:: Written instruction 1 ::
Copy the rows word for word, everything from the line that contains "Place one point on every instance of the boy" down to the last row, and nothing else.

:: Document segment ::
=======

Abundance is going to drive some really strange cultural shifts and I think a couple I see are how we have re-think what leisure is, today too many people view leisure as they’re done with work and they go and binge watch a Netflix series or go to a movie or a sporting event.
Those things are still going to exist, but I don’t think they are enough to provide people with deep meaning in their lives and so how do we create meaning with the excess time that we have, I don’t know the answer to that, but I think that culture, how we answer that question, will define what our culture is like.
Q: Will the work day change from a 9-5 concept, and how will more leisure time affect us?
One hundred years ago – at least in the US and I suspect in the UK – 50% of all Americans either lived or worked or were closely related to the agricultural industry, they lived or worked on farms, they didn’t think about work-life balance just because it was all together.
They worked and lived at the same time and in the same place, on the farm. It has really been the last hundred years that has been the historical anomaly.
That’s when we have suddenly lived in one place and then physically went to a different place to work, that’s what is odd.
“ We are going back in history where we are going to do a lot more of our work from our homes “
We are going back in history where we are going to do a lot more of our work from our homes and so I actually think that the whole question of work-life balance is going to fade away and we’re just going to acknowledge that work is part of life, and life is part of work and we will do work when we need to and we will have leisure when we don’t need to do work-related activates.

=======

(Entries for labeling object positions)
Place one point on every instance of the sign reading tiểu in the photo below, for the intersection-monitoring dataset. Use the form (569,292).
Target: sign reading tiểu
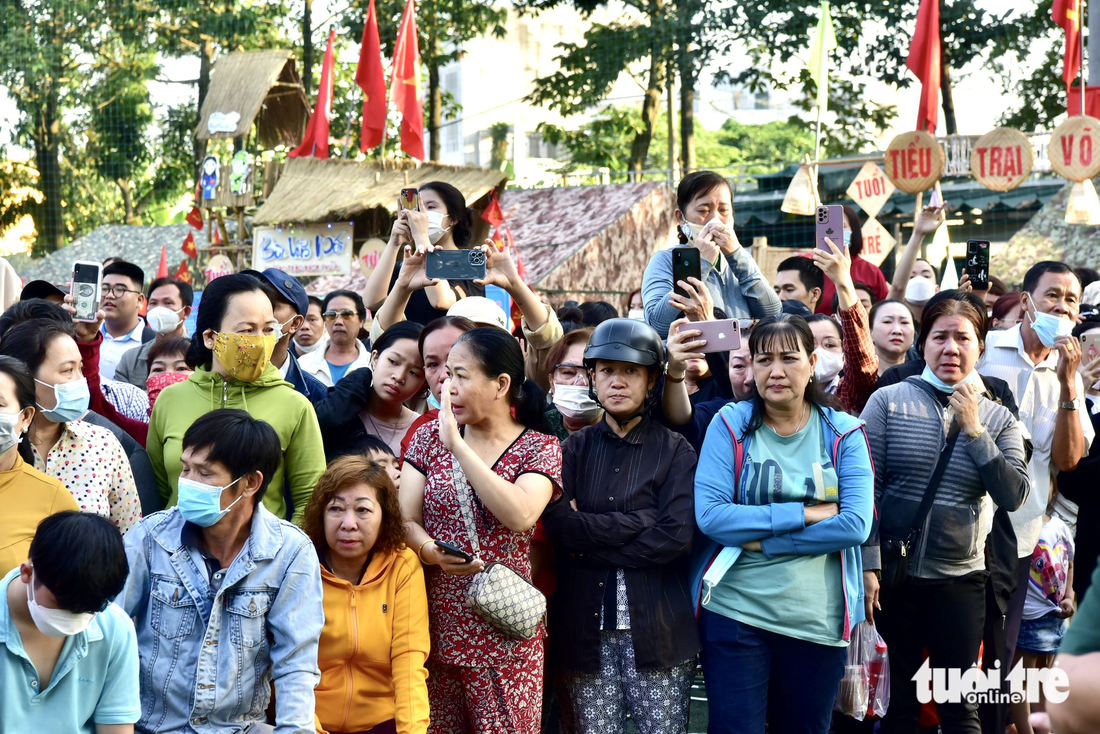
(914,161)
(878,241)
(1001,160)
(1075,149)
(870,188)
(305,249)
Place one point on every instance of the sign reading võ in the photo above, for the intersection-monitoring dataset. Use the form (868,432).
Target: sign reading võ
(1001,160)
(1075,149)
(914,161)
(304,249)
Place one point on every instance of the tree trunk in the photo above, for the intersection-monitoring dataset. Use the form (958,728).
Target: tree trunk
(307,46)
(945,89)
(435,94)
(50,223)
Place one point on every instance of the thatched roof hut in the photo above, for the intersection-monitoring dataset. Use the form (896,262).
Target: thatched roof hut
(261,86)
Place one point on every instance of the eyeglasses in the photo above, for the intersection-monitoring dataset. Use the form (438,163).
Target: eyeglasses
(116,291)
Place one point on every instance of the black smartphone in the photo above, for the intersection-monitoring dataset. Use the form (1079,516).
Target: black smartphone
(685,264)
(409,199)
(451,550)
(455,264)
(86,284)
(977,263)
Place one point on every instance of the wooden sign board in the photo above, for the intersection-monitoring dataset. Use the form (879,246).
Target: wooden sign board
(878,241)
(1075,149)
(304,249)
(914,161)
(1001,160)
(870,189)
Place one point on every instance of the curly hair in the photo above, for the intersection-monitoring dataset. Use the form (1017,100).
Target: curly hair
(349,471)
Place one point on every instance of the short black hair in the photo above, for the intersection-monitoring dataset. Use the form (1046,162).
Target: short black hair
(1038,270)
(594,313)
(135,274)
(809,273)
(360,306)
(33,308)
(186,294)
(244,445)
(80,559)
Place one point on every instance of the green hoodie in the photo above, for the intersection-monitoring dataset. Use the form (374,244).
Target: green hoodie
(272,400)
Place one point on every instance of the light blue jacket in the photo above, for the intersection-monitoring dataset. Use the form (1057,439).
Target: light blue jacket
(737,287)
(780,527)
(207,660)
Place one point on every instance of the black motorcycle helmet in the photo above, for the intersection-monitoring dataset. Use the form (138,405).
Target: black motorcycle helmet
(627,340)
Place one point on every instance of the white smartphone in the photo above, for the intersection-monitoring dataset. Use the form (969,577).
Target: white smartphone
(85,286)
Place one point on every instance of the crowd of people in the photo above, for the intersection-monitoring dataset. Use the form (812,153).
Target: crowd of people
(392,512)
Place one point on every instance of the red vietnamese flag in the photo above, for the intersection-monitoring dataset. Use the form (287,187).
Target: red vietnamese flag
(405,84)
(1067,13)
(924,62)
(188,245)
(316,141)
(371,79)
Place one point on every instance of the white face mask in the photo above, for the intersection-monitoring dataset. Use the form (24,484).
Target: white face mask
(163,319)
(574,403)
(919,291)
(828,364)
(55,623)
(436,230)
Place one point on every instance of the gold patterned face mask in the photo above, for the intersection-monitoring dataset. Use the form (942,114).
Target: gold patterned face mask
(243,355)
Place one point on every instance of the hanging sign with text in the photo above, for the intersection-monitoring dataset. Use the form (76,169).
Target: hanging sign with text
(914,161)
(878,241)
(1001,160)
(1075,149)
(870,189)
(305,249)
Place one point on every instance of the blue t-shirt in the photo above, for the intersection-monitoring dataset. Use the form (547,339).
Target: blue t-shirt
(338,371)
(795,595)
(94,682)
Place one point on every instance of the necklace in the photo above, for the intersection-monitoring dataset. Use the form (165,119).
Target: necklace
(805,411)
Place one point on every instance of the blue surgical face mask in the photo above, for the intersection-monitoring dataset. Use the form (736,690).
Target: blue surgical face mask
(70,401)
(1048,327)
(201,503)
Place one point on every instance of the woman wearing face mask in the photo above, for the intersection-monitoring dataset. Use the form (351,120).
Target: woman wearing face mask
(231,349)
(87,459)
(705,217)
(783,491)
(942,415)
(862,271)
(442,222)
(503,468)
(892,332)
(28,495)
(573,407)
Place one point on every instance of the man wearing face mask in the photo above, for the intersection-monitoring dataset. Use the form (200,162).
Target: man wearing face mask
(169,305)
(68,657)
(1038,358)
(227,594)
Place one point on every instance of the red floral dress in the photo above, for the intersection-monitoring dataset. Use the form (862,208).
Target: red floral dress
(459,636)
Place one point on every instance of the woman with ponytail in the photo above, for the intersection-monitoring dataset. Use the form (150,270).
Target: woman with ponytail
(490,448)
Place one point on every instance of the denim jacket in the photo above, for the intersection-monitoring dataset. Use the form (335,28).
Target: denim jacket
(207,659)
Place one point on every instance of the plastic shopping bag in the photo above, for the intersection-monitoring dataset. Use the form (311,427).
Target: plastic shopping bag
(865,689)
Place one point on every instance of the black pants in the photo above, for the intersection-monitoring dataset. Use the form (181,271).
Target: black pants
(945,617)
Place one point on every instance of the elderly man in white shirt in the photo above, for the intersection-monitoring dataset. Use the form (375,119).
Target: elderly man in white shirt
(1038,359)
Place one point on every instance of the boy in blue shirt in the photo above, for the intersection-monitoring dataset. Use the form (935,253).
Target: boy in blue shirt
(68,657)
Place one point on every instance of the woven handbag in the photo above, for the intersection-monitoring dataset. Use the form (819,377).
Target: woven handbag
(498,594)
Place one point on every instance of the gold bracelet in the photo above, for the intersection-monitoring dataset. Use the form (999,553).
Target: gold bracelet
(421,548)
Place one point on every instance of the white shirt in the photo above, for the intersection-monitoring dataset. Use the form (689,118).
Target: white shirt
(317,365)
(1037,393)
(113,348)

=======

:: Written instruction 2 ::
Based on the passage about work and leisure, answer yes or no to each statement below and quote the exact words that decide it. (a) The speaker says that a hundred years ago half of all Americans lived, worked, or were closely tied to farming. (b) The speaker claims to know how people will find meaning in their extra time. (c) The speaker expects things like binge-watching and sporting events to go away.

:: Written response 1 ::
Place one point on every instance of the boy in blue shirt in the photo above, for the intersection-monitoring dataset. Use the form (935,253).
Target: boy in blue shirt
(68,657)
Place one point on every instance of the woven handbag in the photo above, for the intersection-monitoring dataset. Use the form (819,377).
Target: woven handbag
(498,594)
Place one point on every instance of the gold bracelet in the photo above, for the intersection-monitoring dataset. Use the form (999,553).
Target: gold bracelet
(421,548)
Place one point on every instance of the white shirt in the photo above, for the intersection-monitoring dataset. Use the form (689,118).
Target: white shirt
(317,365)
(1037,393)
(113,348)

:: Written response 2 ::
(a) Yes: "50% of all Americans either lived or worked or were closely related to the agricultural industry"
(b) No: "I don’t know the answer to that"
(c) No: "Those things are still going to exist"